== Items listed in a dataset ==

━━━━━━━━━━

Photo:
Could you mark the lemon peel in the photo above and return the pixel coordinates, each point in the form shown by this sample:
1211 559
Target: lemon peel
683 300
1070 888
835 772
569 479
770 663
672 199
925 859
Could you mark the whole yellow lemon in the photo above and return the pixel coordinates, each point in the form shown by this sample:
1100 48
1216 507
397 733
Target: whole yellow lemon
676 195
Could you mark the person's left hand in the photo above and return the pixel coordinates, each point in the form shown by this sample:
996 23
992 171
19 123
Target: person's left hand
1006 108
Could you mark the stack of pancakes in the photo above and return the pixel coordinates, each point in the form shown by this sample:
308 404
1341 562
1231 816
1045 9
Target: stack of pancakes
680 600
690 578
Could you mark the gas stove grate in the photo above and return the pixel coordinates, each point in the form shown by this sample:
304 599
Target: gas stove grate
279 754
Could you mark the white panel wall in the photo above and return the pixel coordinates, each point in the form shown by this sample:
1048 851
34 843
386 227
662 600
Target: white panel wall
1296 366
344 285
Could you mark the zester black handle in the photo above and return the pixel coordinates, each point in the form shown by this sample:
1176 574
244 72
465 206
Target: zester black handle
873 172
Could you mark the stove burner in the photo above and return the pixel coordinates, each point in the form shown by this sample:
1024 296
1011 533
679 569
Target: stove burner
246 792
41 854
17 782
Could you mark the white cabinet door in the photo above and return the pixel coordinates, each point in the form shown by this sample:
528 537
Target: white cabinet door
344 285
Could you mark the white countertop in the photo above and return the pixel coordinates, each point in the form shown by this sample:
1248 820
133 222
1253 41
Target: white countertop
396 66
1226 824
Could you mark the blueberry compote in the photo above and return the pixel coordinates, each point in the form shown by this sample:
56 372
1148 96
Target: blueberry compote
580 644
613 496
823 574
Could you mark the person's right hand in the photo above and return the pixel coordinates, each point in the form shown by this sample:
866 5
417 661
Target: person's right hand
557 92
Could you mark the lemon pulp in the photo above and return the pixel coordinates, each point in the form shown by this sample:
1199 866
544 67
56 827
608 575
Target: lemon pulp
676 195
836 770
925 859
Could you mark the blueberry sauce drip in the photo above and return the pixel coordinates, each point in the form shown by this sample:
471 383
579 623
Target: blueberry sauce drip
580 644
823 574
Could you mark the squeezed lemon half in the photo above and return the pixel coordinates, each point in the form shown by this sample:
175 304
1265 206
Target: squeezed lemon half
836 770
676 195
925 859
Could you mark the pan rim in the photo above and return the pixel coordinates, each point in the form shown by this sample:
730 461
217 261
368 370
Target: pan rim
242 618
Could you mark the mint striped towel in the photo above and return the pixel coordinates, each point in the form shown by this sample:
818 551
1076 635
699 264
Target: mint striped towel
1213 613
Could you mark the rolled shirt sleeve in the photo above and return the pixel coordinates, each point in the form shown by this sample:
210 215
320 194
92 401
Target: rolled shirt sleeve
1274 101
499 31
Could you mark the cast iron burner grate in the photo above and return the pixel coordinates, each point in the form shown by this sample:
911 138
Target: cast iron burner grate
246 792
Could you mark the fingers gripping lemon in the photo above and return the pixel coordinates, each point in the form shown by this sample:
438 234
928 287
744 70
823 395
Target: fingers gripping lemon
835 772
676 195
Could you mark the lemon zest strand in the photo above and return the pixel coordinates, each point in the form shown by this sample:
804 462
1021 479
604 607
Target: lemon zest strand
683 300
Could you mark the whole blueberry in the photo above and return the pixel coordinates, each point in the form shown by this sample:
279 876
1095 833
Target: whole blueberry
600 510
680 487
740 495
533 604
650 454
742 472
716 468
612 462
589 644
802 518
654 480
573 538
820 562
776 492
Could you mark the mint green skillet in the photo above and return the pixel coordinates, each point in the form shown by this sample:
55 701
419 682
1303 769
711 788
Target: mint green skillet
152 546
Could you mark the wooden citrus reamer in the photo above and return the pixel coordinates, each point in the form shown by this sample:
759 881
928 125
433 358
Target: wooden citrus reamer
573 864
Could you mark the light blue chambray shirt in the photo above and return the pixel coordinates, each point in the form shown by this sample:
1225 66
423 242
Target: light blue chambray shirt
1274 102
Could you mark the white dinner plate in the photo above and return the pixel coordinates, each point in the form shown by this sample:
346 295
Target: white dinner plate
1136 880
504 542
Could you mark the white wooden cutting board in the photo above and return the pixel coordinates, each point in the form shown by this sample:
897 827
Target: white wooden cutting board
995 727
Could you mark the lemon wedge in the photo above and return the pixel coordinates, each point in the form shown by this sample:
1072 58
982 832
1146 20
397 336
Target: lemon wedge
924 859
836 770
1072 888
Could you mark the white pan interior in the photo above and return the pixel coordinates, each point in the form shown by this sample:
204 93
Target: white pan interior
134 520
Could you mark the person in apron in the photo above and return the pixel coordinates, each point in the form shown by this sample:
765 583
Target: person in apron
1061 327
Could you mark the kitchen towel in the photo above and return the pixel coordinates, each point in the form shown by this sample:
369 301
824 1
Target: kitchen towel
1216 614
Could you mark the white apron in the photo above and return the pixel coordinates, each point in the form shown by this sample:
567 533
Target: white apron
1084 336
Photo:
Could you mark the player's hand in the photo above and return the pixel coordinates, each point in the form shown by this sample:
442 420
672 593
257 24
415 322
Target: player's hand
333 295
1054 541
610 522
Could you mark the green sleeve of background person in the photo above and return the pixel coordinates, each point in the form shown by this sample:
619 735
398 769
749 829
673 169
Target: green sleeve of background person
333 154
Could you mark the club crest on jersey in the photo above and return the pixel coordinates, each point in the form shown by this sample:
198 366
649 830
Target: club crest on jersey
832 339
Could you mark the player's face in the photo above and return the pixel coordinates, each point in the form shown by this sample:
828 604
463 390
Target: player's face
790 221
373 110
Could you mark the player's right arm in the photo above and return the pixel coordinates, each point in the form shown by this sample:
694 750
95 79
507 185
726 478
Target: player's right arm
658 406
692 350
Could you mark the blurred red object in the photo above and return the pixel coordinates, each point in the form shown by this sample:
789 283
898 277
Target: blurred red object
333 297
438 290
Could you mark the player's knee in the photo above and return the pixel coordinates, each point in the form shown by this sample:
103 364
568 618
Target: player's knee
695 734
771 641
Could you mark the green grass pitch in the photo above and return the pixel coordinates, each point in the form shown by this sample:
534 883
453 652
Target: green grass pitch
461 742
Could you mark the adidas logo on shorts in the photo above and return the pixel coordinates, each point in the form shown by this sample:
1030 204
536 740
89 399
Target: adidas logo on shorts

━━━━━━━━━━

== WRITTEN PROBLEM ==
Every entry must be quoted exactly as it appears above.

== ANSWER TO THIS PROBLEM ==
Photo:
Could you mark the lemon peel in the photo above and return the pixel coordinates, each point in the form shown by this sample:
1211 559
Target: lemon peel
683 300
1070 888
835 772
569 479
770 663
672 199
925 859
Could you mark the whole yellow lemon in the photo above and return the pixel coordinates, each point in the form shown by this sample:
1100 48
1216 507
397 733
Target: whole yellow lemon
676 195
Could you mark the person's left hand in the photo above and return the pixel coordinates, each point in the form shown by this sample:
996 23
992 171
19 123
Target: person's left hand
1006 108
Could you mark the stack of pancakes in the photo above and return the pixel coordinates, each point in the form shown by this sample:
308 404
1341 562
1231 816
1045 9
Target: stack of pancakes
680 600
690 578
Could you mark the gas stove grate in the photo above and return the pixel coordinates, each point in the form shown by this sample:
304 599
Target: gas stove grate
279 754
Could you mark the white panel wall in the photo above and return the pixel coordinates, each point in the form shown by this sample:
1048 851
34 843
386 227
662 600
Target: white panel wall
1296 366
344 285
Could you mark the zester black handle in the photo above and return the pixel coordinates, each point in the form shown by this sample:
1176 574
244 72
465 206
Target: zester black handle
873 172
Could you mark the stove burner in the photo above and return the pixel coordinates, each point in the form shown by this sample:
1024 296
1011 533
679 569
Target: stove burner
246 792
41 854
17 782
Could you mark the white cabinet door in the photo above and return the pixel coordinates, each point in the form shown by this sample:
528 537
Target: white cabinet door
344 285
Could you mark the white countertop in the photo above and return the pixel coordinates, each point in the form shown by this sample:
1248 820
133 222
1253 41
Target: white countertop
396 66
1226 824
Could you mark the blueberry compote in the photo above and return the pixel coordinates, each point in the form shown by this sample:
56 372
1148 96
Target: blueberry compote
580 644
613 496
823 574
Could you mark the person's right hand in the photo above and return the pixel coordinates, each point in the form shown by this sample:
866 5
417 661
Target: person's right hand
557 92
Could you mark the lemon pulp in the photo above and return the pixel coordinates, each point in the form shown by this sample:
1199 866
544 67
56 827
608 575
Target: lemon pulp
676 195
836 770
925 859
Could you mark the blueberry sauce drip in the photo above and return the pixel coordinates, each point in the form shown by this sample:
471 383
579 623
Target: blueberry sauce drip
580 644
823 574
Could you mark the squeezed lemon half in the photo above and return the pixel coordinates, each point in the form shown by this sample:
175 304
1265 206
Target: squeezed lemon half
836 770
676 195
925 859
Could you mark the pan rim in the photo above and return the pixel coordinates, each point in the form shown by this sample:
730 461
217 261
368 370
Target: pan rim
242 618
Could you mark the mint striped towel in the photo above and return the pixel coordinates, each point in the form shown by this sample:
818 551
1076 635
699 264
Target: mint striped towel
1213 613
Could you mark the rolled shirt sleeve in the photo above and return the pixel coordinates, each point in the form shown by this sample:
210 215
320 194
92 401
Target: rolled shirt sleeve
1274 101
499 31
Could you mark the cast iron burner grate in the photo above and return the pixel coordinates, each point in the form shown by this sample:
911 138
Target: cast iron burner grate
246 792
Could you mark the fingers gripping lemon in the photo above and return the pixel coordinates, each point in the form shown by this sample:
438 234
928 287
744 70
823 395
Target: fingers gripping lemon
835 772
676 195
Could you mark the lemon zest strand in the photo above and return the pixel coordinates, each point in the form shown by this sample:
804 462
1021 479
604 607
Target: lemon zest strand
683 300
Could you mark the whole blueberry in the photo above and return the pixel coordinates, each point in the form shown by this sample:
279 876
1095 833
Target: whole blueberry
600 510
680 487
740 495
533 604
650 454
742 472
716 468
612 462
589 644
802 518
654 480
573 538
820 562
776 492
Could you mark the mint green skillet in the photo above and return the pixel coordinates, each point in the form shown by this sample:
55 701
419 682
1303 769
711 788
Target: mint green skillet
152 546
Could you mark the wooden citrus reamer in the photo above and return the pixel coordinates, each point in the form shown by this sample:
759 881
928 125
433 358
Target: wooden citrus reamer
573 864
Could you mark the light blue chambray shirt in the photo above and return the pixel coordinates, each point in the form shown by this sample:
1225 66
423 242
Target: light blue chambray shirt
1274 102
Could you mark the white dinner plate in the photo above and return the pixel coordinates, each point in the form shown by this sample:
346 295
Target: white dinner plate
1136 880
504 542
Could you mark the white wooden cutting board in the photo above and return the pixel coordinates, each point in the form shown by this sample:
897 827
Target: white wooden cutting board
995 727
Could you mark the lemon wedge in the photo above and return the pixel coordinates, each point in the form shown by this sample:
1072 58
982 832
1146 20
397 336
Target: lemon wedge
924 859
836 770
1072 888
Could you mark the white pan interior in the photo above and return the pixel coordinates, each point in the form shown by this sample:
204 93
Target: white pan interior
134 520
Could you mark the person in apron in the photo above and return the pixel coordinates, each point in the form shown by this sample:
765 583
Target: person in apron
1061 327
Could you mark the kitchen towel in the photo above and return the pixel coordinates, each point in the form shown by this sample:
369 301
824 1
Target: kitchen towel
1216 614
Could you mark the white apron in the photo above and return the pixel coordinates, each point in the form shown by this sample:
567 533
Target: white apron
1084 336
Photo:
Could you mark the player's hand in the photo above and return the pixel coordinates, each point in the form shown by this sample:
442 420
672 593
257 24
415 322
Target: player's hand
333 295
1054 541
610 522
Could you mark the green sleeve of background person in the photo above and return the pixel coordinates, each point in the form shown by this sample:
619 735
398 769
749 829
673 169
Target: green sleeve of background person
333 154
Could you mark the club crest on jersey in the photo above and return the pixel coordinates, each point in the form shown by this sample:
198 366
649 830
Target: club crest on jersey
832 339
Could you mark the player's face in the photo above and return the pixel coordinates, each point in the form shown by this sample:
828 604
463 390
Target: player's face
790 221
373 110
Could you mark the player's right arm in the photo above and return the pixel coordinates, each point in the form shown by this sample:
694 750
95 79
507 185
726 478
Target: player's right arm
658 406
692 350
Could you mark the blurred red object in the photo above and return the pixel coordinates, each point in the form shown by this sample:
789 283
898 277
Target: blurred red object
333 297
438 290
Could you mark the player's knee in the photo above and return the pixel coordinates, each point in the form shown by this sample:
103 364
568 618
Target: player's knee
695 734
771 641
Could you mark the green grass pitch in the photo above and return the pixel coordinates, each point in the form shown by this sample:
534 883
453 652
Target: green grass pitch
461 742
Could you mark the adidas logo on shorts in the photo above and return the pixel coordinates, each point in the form shown by this sample:
1030 204
536 740
89 399
Target: adidas logo on shorts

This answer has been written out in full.